任务说明> 请照录下方RIP-seq送样标准中的一段文字，从“RIP-seq细胞样品送样标准(版本:2025年10月)”开始，一直抄到“7)液氮速冻,-80℃保存。”为止，一字不改。

节选原文>
>>>
RIP-seq细胞样品送样标准(版本:2025年10月)
RIP-seq细胞样品送样标准
细胞总量:
1x10^7次方个培养的细胞
细胞收样方式:
一、 冻存液梯度降温后寄送
贴壁细胞
1)从培养箱中取出贴壁培养细胞,显微镜下观察细胞,确定生长状态良好且无污染;
2) 弃去培养基,向细胞培养瓶或培养皿中加入5 ml 预冷的PBS,洗2次;
3)弃尽PBS,加入适量胰酶,放回37℃培养箱中消化,利用完全培养基终止反应;
4) 按照 5*10^6次方-10^7次方细胞每管进行分装,准确标记后将分装好的细胞 4°C、500 g 离心 5 分钟;
5) 吸去全部液体,加入 500 μl冷 PBS 洗涤,4°C、500 g 离心 5 分钟;
6) 吸去全部液体,加入1mL 预冷的细胞冻存液,轻轻吹打细胞沉淀混匀,梯度降温冻存(冻存常用方法:4℃ 30 min-1h→ -20℃ 30 min-2h→ -80℃ 16~18 h(过夜)→液氮);
7)液氮速冻,-80℃保存。
注意:活率85%以上,避免支原体和微生物污染;建议送2份,一份备份。
悬浮细胞
1) 确定细胞生长状态良好且无污染;
2) 按照5*10^6次方-10^7次方细胞每管进行分装,准确标记后将分装好的细胞 4°C、500 g 离心 5 分钟;
3) 吸去全部液体,加入500 μl冷 PBS 洗涤,4°C、500 g 离心 5 分钟;
4) 吸去全部液体,加入1mL 预冷的细胞冻存液,轻轻吹打细胞沉淀混匀,梯度降温冻存(冻存常用方法:4℃ 30 min-1h→ -20℃ 30 min-2h→ -80℃ 16~18 h(过夜)→液氮);
5)液氮速冻,-80℃保存。
注意:活率85%以上,避免支原体和微生物污染;建议送2份,一份备份。
二、细胞沉淀
贴壁细胞
① 去培养液,预冷PBS洗3次,吸净;
② 加少量冷PBS,刮刀刮下或用胰酶消化,终止消化后移入15 mL管,4 °C 1 000 g × 5 min;
③ 弃上清,冷PBS 1 mL重悬,转入1.5 mL管,同速离心;
④ 去尽液体,液氮速冻,-80 °C保存。
悬浮细胞
① 4 °C 1 000 g × 5 min收菌,弃上清;
② 冷PBS洗3次,吸净;
③ 1 mL冷PBS重悬,转入1.5 mL管,再次离心;
④ 去尽残液,液氮速冻,-80 °C保存。
<<<
所给数据>
>>>
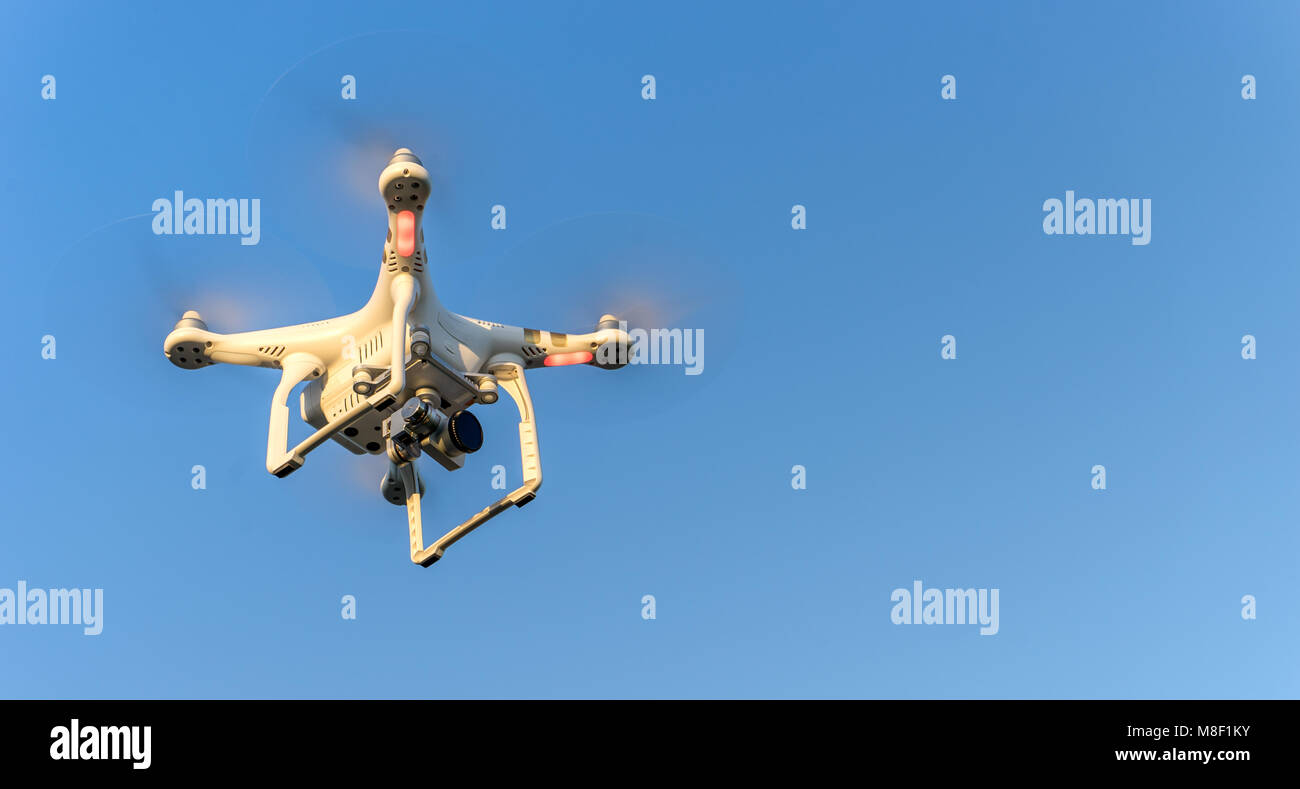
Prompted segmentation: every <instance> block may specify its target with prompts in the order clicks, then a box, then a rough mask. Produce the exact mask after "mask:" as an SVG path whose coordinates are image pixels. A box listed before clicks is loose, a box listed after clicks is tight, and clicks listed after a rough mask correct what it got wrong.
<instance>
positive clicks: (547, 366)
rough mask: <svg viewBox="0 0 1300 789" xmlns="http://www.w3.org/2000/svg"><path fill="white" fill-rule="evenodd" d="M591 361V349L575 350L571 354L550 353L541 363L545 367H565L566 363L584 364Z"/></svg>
mask: <svg viewBox="0 0 1300 789" xmlns="http://www.w3.org/2000/svg"><path fill="white" fill-rule="evenodd" d="M588 361H591V351H575V352H573V354H551V355H550V356H547V357H546V359H545V360H543V361H542V364H545V365H546V367H565V365H568V364H586V363H588Z"/></svg>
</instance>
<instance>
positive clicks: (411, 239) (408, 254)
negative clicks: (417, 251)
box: [398, 211, 415, 257]
mask: <svg viewBox="0 0 1300 789" xmlns="http://www.w3.org/2000/svg"><path fill="white" fill-rule="evenodd" d="M413 253H415V213H412V212H409V211H403V212H402V213H399V214H398V255H400V256H402V257H411V255H413Z"/></svg>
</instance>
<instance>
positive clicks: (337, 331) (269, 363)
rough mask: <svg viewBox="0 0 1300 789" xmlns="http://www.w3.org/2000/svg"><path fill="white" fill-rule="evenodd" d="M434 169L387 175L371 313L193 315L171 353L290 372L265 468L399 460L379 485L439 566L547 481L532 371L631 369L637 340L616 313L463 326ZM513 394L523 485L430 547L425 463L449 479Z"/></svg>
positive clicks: (529, 497)
mask: <svg viewBox="0 0 1300 789" xmlns="http://www.w3.org/2000/svg"><path fill="white" fill-rule="evenodd" d="M429 188H430V179H429V172H428V170H426V169H425V168H424V164H422V162H421V161H420V159H419V157H417V156H416V155H415V153H412V152H411V151H409V149H408V148H398V151H396V152H395V153H394V155H393V157H391V159H390V160H389V164H387V166H385V168H383V170H382V172H381V173H380V194H381V195H382V196H383V203H385V205H386V207H387V213H389V234H387V238H386V239H385V243H383V253H382V257H381V260H380V277H378V282H376V285H374V292H373V294H372V295H370V299H369V302H367V303H365V305H364V307H361V308H360V309H359V311H356V312H354V313H351V315H344V316H341V317H334V318H329V320H324V321H316V322H311V324H299V325H296V326H283V328H279V329H265V330H260V331H242V333H235V334H217V333H213V331H209V330H208V326H207V324H205V322H204V321H203V317H201V316H200V315H199V313H198V312H196V311H194V309H191V311H187V312H186V313H185V315H183V316H182V317H181V320H179V321H177V324H175V326H174V328H173V329H172V331H170V333H169V334H168V335H166V339H165V341H164V343H162V352H164V354H165V355H166V357H168V359H169V360H170V361H172V364H174V365H177V367H179V368H182V369H190V370H194V369H201V368H205V367H211V365H213V364H217V363H224V364H242V365H250V367H265V368H272V369H278V370H281V378H279V385H278V386H277V387H276V391H274V394H273V395H272V400H270V426H269V429H268V432H266V471H268V472H270V473H272V474H274V476H276V477H286V476H289V474H290V473H292V472H294V471H296V469H299V468H302V467H303V463H304V461H305V458H307V454H308V452H311V451H312V450H315V448H316V447H318V446H321V445H322V443H325V441H328V439H333V441H334V442H335V443H339V445H342V446H343V447H344V448H346V450H348V451H350V452H352V454H355V455H367V454H369V455H380V454H386V455H387V459H389V469H387V473H385V474H383V478H382V480H381V481H380V491H381V494H382V495H383V498H385V499H386V500H389V502H391V503H394V504H396V506H402V504H406V510H407V525H408V529H409V533H411V560H412V562H415V563H416V564H420V565H421V567H429V565H432V564H433V563H434V562H437V560H438V559H441V558H442V555H443V552H445V551H446V550H447V547H450V546H451V545H452V543H455V542H456V541H458V539H460V538H461V537H464V536H465V534H468V533H471V532H473V530H474V529H477V528H478V526H481V525H482V524H485V523H486V521H489V520H490V519H493V517H495V516H498V515H500V513H502V512H504V511H506V510H508V508H510V507H511V506H515V507H523V506H524V504H526V503H528V502H530V500H533V499H534V498H536V497H537V490H538V489H539V487H541V486H542V463H541V456H539V454H538V447H537V419H536V413H534V411H533V400H532V396H530V395H529V394H528V383H526V381H525V380H524V370H528V369H536V368H543V367H568V365H577V364H585V365H591V367H598V368H601V369H619V368H621V367H624V365H625V364H627V363H628V359H629V355H628V347H629V344H630V343H629V335H628V333H627V329H625V326H627V325H625V324H621V322H620V321H619V320H617V318H616V317H615V316H612V315H603V316H601V318H599V321H598V322H597V325H595V330H594V331H589V333H586V334H565V333H559V331H541V330H537V329H521V328H517V326H507V325H503V324H494V322H489V321H481V320H476V318H469V317H464V316H461V315H456V313H455V312H451V311H448V309H446V308H445V307H443V305H442V304H441V303H439V302H438V296H437V294H435V292H434V289H433V283H432V281H430V277H429V270H428V269H429V256H428V252H426V250H425V246H424V230H422V229H421V222H420V220H421V217H422V213H424V207H425V199H426V196H428V195H429ZM303 382H307V385H305V386H304V387H303V391H302V393H300V395H299V409H300V415H302V419H303V421H305V422H307V424H308V425H311V426H312V428H315V433H312V434H311V435H309V437H308V438H307V439H304V441H302V442H299V443H298V445H296V446H294V447H290V446H289V422H290V417H289V396H290V394H291V393H292V390H294V389H295V387H296V386H299V385H300V383H303ZM500 390H504V391H506V393H508V394H510V396H511V399H513V400H515V406H516V407H517V408H519V448H520V458H521V463H523V480H524V484H523V485H521V486H520V487H517V489H515V490H513V491H511V493H508V494H507V495H506V497H504V498H502V499H499V500H497V502H495V503H493V504H490V506H489V507H486V508H484V510H481V511H480V512H477V513H476V515H473V516H472V517H469V519H468V520H465V521H464V523H461V524H460V525H458V526H455V528H452V529H451V530H448V532H447V533H446V534H443V536H442V537H441V538H438V539H437V541H435V542H433V543H432V545H429V546H425V545H424V529H422V524H421V515H420V510H421V507H420V497H421V495H424V491H425V486H424V478H422V477H421V476H420V472H419V469H417V467H416V459H417V458H420V456H421V455H424V454H426V455H429V456H430V458H433V459H434V460H435V461H437V463H438V464H439V465H442V467H443V468H445V469H447V471H456V469H460V468H463V467H464V463H465V456H467V455H471V454H473V452H476V451H478V450H480V448H481V447H482V443H484V432H482V426H481V424H480V422H478V419H477V417H476V416H474V415H473V413H472V412H471V411H469V408H471V407H473V406H476V404H480V403H481V404H485V406H489V404H493V403H495V402H497V399H498V393H499V391H500Z"/></svg>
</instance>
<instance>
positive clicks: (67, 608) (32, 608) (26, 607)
mask: <svg viewBox="0 0 1300 789" xmlns="http://www.w3.org/2000/svg"><path fill="white" fill-rule="evenodd" d="M0 625H82V628H83V632H85V633H86V634H87V636H99V634H100V633H101V632H103V630H104V590H103V589H27V582H26V581H18V588H17V590H14V589H0Z"/></svg>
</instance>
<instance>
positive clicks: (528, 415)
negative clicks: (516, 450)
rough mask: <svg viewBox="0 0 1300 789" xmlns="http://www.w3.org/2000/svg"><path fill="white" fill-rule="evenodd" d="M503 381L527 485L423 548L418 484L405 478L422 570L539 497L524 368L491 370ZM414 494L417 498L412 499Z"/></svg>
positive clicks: (418, 557)
mask: <svg viewBox="0 0 1300 789" xmlns="http://www.w3.org/2000/svg"><path fill="white" fill-rule="evenodd" d="M491 369H493V372H494V373H495V374H497V377H498V380H499V381H500V386H502V387H503V389H504V390H506V391H508V393H510V396H511V398H512V399H513V400H515V406H517V407H519V452H520V459H521V461H523V468H524V484H523V485H521V486H519V487H516V489H515V490H512V491H511V493H508V494H507V495H506V497H503V498H502V499H498V500H497V502H495V503H493V504H491V506H490V507H486V508H484V510H481V511H478V512H477V513H476V515H474V516H473V517H471V519H469V520H467V521H465V523H463V524H460V525H459V526H456V528H454V529H451V530H450V532H447V533H446V534H443V536H442V537H441V538H438V541H437V542H434V543H433V545H430V546H429V547H422V546H424V536H422V530H421V524H420V495H419V481H417V480H415V477H413V472H412V474H411V482H407V476H406V474H403V484H406V485H407V487H406V493H407V521H408V523H409V526H411V560H412V562H415V563H416V564H419V565H421V567H429V565H430V564H433V563H434V562H437V560H438V559H441V558H442V554H443V552H445V551H446V550H447V549H448V547H450V546H451V545H452V543H455V542H456V541H458V539H460V538H461V537H464V536H465V534H468V533H471V532H473V530H474V529H477V528H478V526H481V525H484V524H485V523H487V521H489V520H491V519H494V517H497V516H498V515H500V513H502V512H504V511H506V510H510V507H511V506H512V504H513V506H515V507H523V506H524V504H526V503H528V502H530V500H533V498H536V497H537V490H538V489H539V487H541V486H542V460H541V455H539V454H538V448H537V421H536V420H534V413H533V399H532V396H530V395H529V394H528V383H526V382H525V381H524V368H523V365H521V364H519V363H517V361H506V363H500V364H497V365H493V367H491ZM412 494H415V495H412Z"/></svg>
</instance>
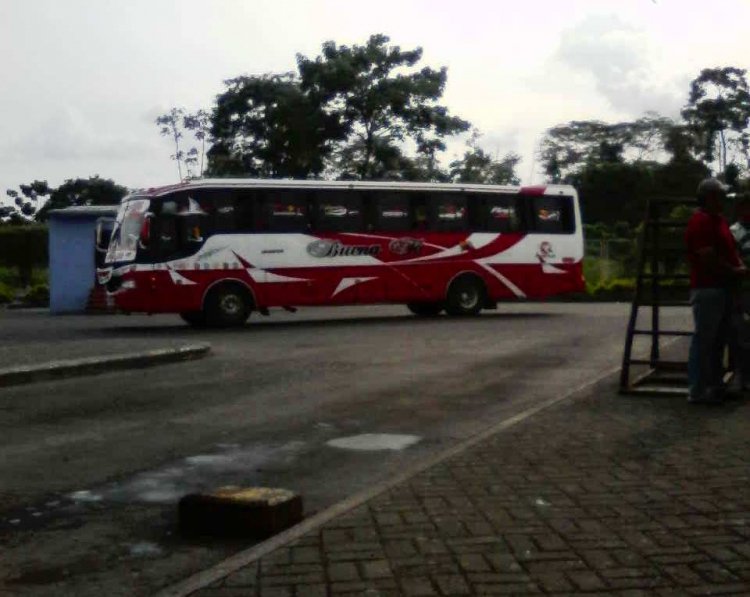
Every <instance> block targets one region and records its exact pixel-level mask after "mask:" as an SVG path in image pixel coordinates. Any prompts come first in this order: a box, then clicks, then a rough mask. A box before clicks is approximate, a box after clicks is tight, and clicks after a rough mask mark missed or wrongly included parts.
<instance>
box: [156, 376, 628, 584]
mask: <svg viewBox="0 0 750 597" xmlns="http://www.w3.org/2000/svg"><path fill="white" fill-rule="evenodd" d="M619 372H620V365H617V366H616V367H612V368H610V369H607V370H606V371H604V372H603V373H602V374H600V375H598V376H597V377H595V378H594V379H591V380H589V381H587V382H584V383H582V384H581V385H579V386H577V387H576V388H573V389H572V390H570V391H569V392H566V393H565V394H563V395H561V396H557V397H555V398H550V399H549V400H546V401H544V402H541V403H539V404H537V405H536V406H532V407H531V408H528V409H526V410H524V411H522V412H520V413H518V414H517V415H514V416H512V417H509V418H507V419H504V420H502V421H500V422H499V423H495V424H494V425H491V426H490V427H489V428H487V429H485V430H484V431H481V432H479V433H478V434H476V435H475V436H473V437H470V438H468V439H466V440H464V441H462V442H461V443H459V444H458V445H456V446H453V447H452V448H448V449H446V450H444V451H442V452H440V453H439V454H435V455H433V456H429V457H427V458H425V459H424V460H422V461H421V462H416V463H414V464H412V465H411V466H409V467H407V468H406V469H405V470H404V471H403V472H401V473H398V474H397V475H395V476H394V477H391V478H390V479H387V480H385V481H382V482H380V483H377V484H375V485H373V486H372V487H370V488H368V489H365V490H363V491H360V492H359V493H356V494H354V495H353V496H351V497H348V498H346V499H344V500H342V501H340V502H338V503H336V504H333V505H332V506H330V507H329V508H326V509H325V510H322V511H321V512H318V513H317V514H315V515H313V516H311V517H310V518H308V519H305V520H303V521H302V522H301V523H299V524H297V525H295V526H293V527H291V528H290V529H287V530H286V531H283V532H281V533H279V534H278V535H275V536H274V537H271V538H270V539H267V540H266V541H263V542H261V543H258V544H257V545H254V546H253V547H250V548H248V549H246V550H243V551H241V552H239V553H237V554H235V555H233V556H230V557H229V558H227V559H226V560H223V561H222V562H219V563H218V564H216V565H214V566H212V567H210V568H208V569H206V570H203V571H201V572H197V573H196V574H194V575H192V576H190V577H188V578H186V579H185V580H183V581H181V582H178V583H176V584H173V585H171V586H168V587H165V588H163V589H161V590H160V591H159V592H157V593H155V595H154V597H187V596H188V595H190V594H191V593H195V592H196V591H199V590H200V589H204V588H206V587H207V586H208V585H210V584H212V583H214V582H216V581H217V580H220V579H222V578H225V577H226V576H229V575H230V574H232V573H233V572H236V571H237V570H239V569H240V568H243V567H245V566H247V565H249V564H251V563H253V562H255V561H257V560H259V559H260V558H262V557H264V556H266V555H268V554H270V553H271V552H273V551H276V550H277V549H279V548H280V547H283V546H284V545H287V544H288V543H291V542H293V541H295V540H297V539H299V538H300V537H302V536H304V535H306V534H307V533H309V532H310V531H313V530H316V529H319V528H321V527H322V526H323V525H325V524H326V523H327V522H329V521H331V520H333V519H334V518H336V517H338V516H342V515H343V514H346V513H347V512H349V511H351V510H353V509H355V508H357V507H359V506H361V505H363V504H365V503H366V502H368V501H370V500H371V499H373V498H375V497H376V496H378V495H380V494H381V493H383V492H385V491H387V490H389V489H391V488H392V487H395V486H396V485H399V484H401V483H403V482H405V481H408V480H409V479H410V478H412V477H414V476H416V475H418V474H419V473H422V472H424V471H426V470H427V469H429V468H432V467H433V466H436V465H438V464H440V463H442V462H444V461H446V460H448V459H450V458H453V457H454V456H457V455H459V454H461V453H462V452H465V451H466V450H469V449H470V448H473V447H474V446H476V445H477V444H479V443H481V442H483V441H485V440H486V439H488V438H490V437H492V436H493V435H495V434H497V433H500V432H502V431H505V430H506V429H509V428H511V427H514V426H515V425H517V424H519V423H521V422H523V421H525V420H526V419H528V418H530V417H533V416H534V415H536V414H538V413H540V412H541V411H544V410H547V409H548V408H551V407H552V406H554V405H556V404H559V403H560V402H564V401H565V400H570V399H575V398H582V397H585V396H588V395H589V394H590V392H591V391H592V390H593V389H594V388H595V387H596V386H597V385H599V384H601V383H607V382H609V381H610V380H611V379H614V378H615V376H617V375H619Z"/></svg>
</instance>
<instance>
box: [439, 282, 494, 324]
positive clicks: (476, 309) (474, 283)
mask: <svg viewBox="0 0 750 597" xmlns="http://www.w3.org/2000/svg"><path fill="white" fill-rule="evenodd" d="M486 301H487V288H486V287H485V285H484V282H482V280H481V279H480V278H478V277H477V276H474V275H472V274H466V275H462V276H459V277H458V278H456V279H455V280H453V282H451V285H450V286H449V287H448V293H447V295H446V298H445V311H446V313H448V315H453V316H454V317H469V316H473V315H478V314H479V312H480V311H481V310H482V307H483V306H484V304H485V302H486Z"/></svg>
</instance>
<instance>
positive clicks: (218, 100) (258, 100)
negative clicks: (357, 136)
mask: <svg viewBox="0 0 750 597" xmlns="http://www.w3.org/2000/svg"><path fill="white" fill-rule="evenodd" d="M225 85H226V86H227V90H226V91H225V92H224V93H222V94H221V95H220V96H219V97H218V98H217V102H216V108H215V109H214V112H213V117H212V126H211V135H212V137H213V140H214V144H213V147H212V148H211V149H210V150H209V153H208V156H209V172H210V173H211V174H214V175H227V174H244V175H250V176H259V177H269V178H283V177H292V178H309V177H311V176H319V175H320V174H321V173H322V172H323V169H324V168H325V160H326V159H327V158H328V156H330V155H331V152H332V150H333V142H334V141H335V140H338V139H341V138H343V129H342V126H341V124H340V122H339V118H338V116H337V115H331V114H328V113H326V112H325V111H324V110H322V109H321V107H320V105H318V104H317V103H316V102H314V101H312V100H311V98H310V97H309V95H308V94H306V93H304V92H303V91H302V89H301V87H300V84H299V81H298V80H297V78H296V77H295V76H294V74H293V73H287V74H283V75H273V74H268V75H262V76H246V77H237V78H235V79H229V80H228V81H225Z"/></svg>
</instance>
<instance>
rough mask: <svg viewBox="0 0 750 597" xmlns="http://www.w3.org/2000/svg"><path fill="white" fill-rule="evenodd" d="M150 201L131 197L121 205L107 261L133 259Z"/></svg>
mask: <svg viewBox="0 0 750 597" xmlns="http://www.w3.org/2000/svg"><path fill="white" fill-rule="evenodd" d="M149 204H150V201H149V200H148V199H139V198H136V199H131V200H129V201H125V202H124V203H123V204H122V205H121V206H120V211H119V212H118V213H117V219H116V220H115V227H114V229H113V231H112V240H111V241H110V243H109V250H108V251H107V256H106V257H105V259H104V262H105V263H115V262H122V261H133V260H134V259H135V256H136V252H137V250H138V241H139V238H140V233H141V228H142V226H143V221H144V220H145V218H146V212H147V211H148V208H149Z"/></svg>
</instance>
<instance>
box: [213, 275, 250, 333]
mask: <svg viewBox="0 0 750 597" xmlns="http://www.w3.org/2000/svg"><path fill="white" fill-rule="evenodd" d="M203 311H204V313H205V317H206V323H208V325H210V326H211V327H218V328H227V327H238V326H241V325H243V324H244V323H245V321H247V318H248V317H249V316H250V311H252V297H251V296H250V292H249V291H248V290H247V289H246V288H245V287H244V286H242V284H235V283H231V282H230V283H224V284H220V285H219V286H215V287H214V288H212V289H211V290H209V292H208V294H207V295H206V299H205V301H204V303H203Z"/></svg>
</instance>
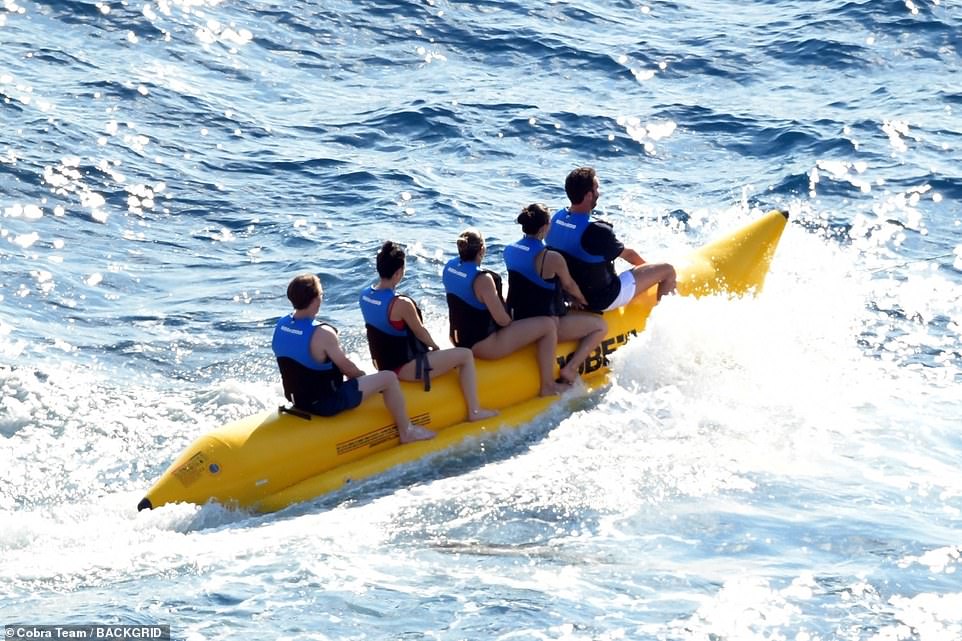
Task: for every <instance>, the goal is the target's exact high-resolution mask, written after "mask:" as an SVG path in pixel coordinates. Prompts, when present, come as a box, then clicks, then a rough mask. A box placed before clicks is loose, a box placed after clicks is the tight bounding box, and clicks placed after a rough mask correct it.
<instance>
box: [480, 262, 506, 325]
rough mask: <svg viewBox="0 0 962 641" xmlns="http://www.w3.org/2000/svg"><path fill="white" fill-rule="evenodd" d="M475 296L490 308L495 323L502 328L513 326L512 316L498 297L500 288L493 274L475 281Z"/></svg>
mask: <svg viewBox="0 0 962 641" xmlns="http://www.w3.org/2000/svg"><path fill="white" fill-rule="evenodd" d="M474 295H475V296H477V297H478V299H480V301H481V302H482V303H484V305H485V307H487V308H488V312H490V313H491V318H493V319H494V322H495V323H497V324H498V325H499V326H501V327H507V326H508V325H510V324H511V315H510V314H508V310H506V309H505V308H504V301H503V300H501V297H500V296H498V288H497V287H496V286H495V284H494V279H493V278H491V274H481V275H480V276H478V277H477V278H476V279H475V280H474Z"/></svg>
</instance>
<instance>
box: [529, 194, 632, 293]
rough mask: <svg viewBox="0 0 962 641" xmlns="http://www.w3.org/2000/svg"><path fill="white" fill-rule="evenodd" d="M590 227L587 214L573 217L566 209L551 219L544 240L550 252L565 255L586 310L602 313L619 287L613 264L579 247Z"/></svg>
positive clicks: (617, 279)
mask: <svg viewBox="0 0 962 641" xmlns="http://www.w3.org/2000/svg"><path fill="white" fill-rule="evenodd" d="M591 224H592V220H591V217H590V216H589V215H588V214H572V213H571V212H569V211H568V209H567V208H565V209H561V210H559V211H558V213H556V214H555V215H554V217H553V218H552V219H551V227H549V228H548V237H547V238H546V239H545V240H546V242H547V245H548V248H549V249H553V250H555V251H557V252H558V253H560V254H561V255H562V256H564V258H565V262H566V263H567V265H568V271H569V272H570V273H571V278H572V279H573V280H574V281H575V282H576V283H578V287H579V288H580V289H581V293H582V294H584V297H585V300H587V301H588V308H589V309H592V310H595V311H601V310H603V309H605V308H606V307H608V305H610V304H611V303H612V301H614V300H615V299H616V298H617V297H618V293H619V292H620V291H621V285H620V281H619V280H618V275H617V274H615V266H614V261H609V260H605V257H604V256H598V255H595V254H589V253H588V252H587V251H585V248H584V247H583V246H582V244H581V241H582V238H583V237H584V234H585V230H586V229H588V226H589V225H591Z"/></svg>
<<<
回答>
RIP-seq细胞样品送样标准(版本:2025年10月)
RIP-seq细胞样品送样标准
细胞总量:
1x10^7次方个培养的细胞
细胞收样方式:
一、 冻存液梯度降温后寄送
贴壁细胞
1)从培养箱中取出贴壁培养细胞,显微镜下观察细胞,确定生长状态良好且无污染;
2) 弃去培养基,向细胞培养瓶或培养皿中加入5 ml 预冷的PBS,洗2次;
3)弃尽PBS,加入适量胰酶,放回37℃培养箱中消化,利用完全培养基终止反应;
4) 按照 5*10^6次方-10^7次方细胞每管进行分装,准确标记后将分装好的细胞 4°C、500 g 离心 5 分钟;
5) 吸去全部液体,加入 500 μl冷 PBS 洗涤,4°C、500 g 离心 5 分钟;
6) 吸去全部液体,加入1mL 预冷的细胞冻存液,轻轻吹打细胞沉淀混匀,梯度降温冻存(冻存常用方法:4℃ 30 min-1h→ -20℃ 30 min-2h→ -80℃ 16~18 h(过夜)→液氮);
7)液氮速冻,-80℃保存。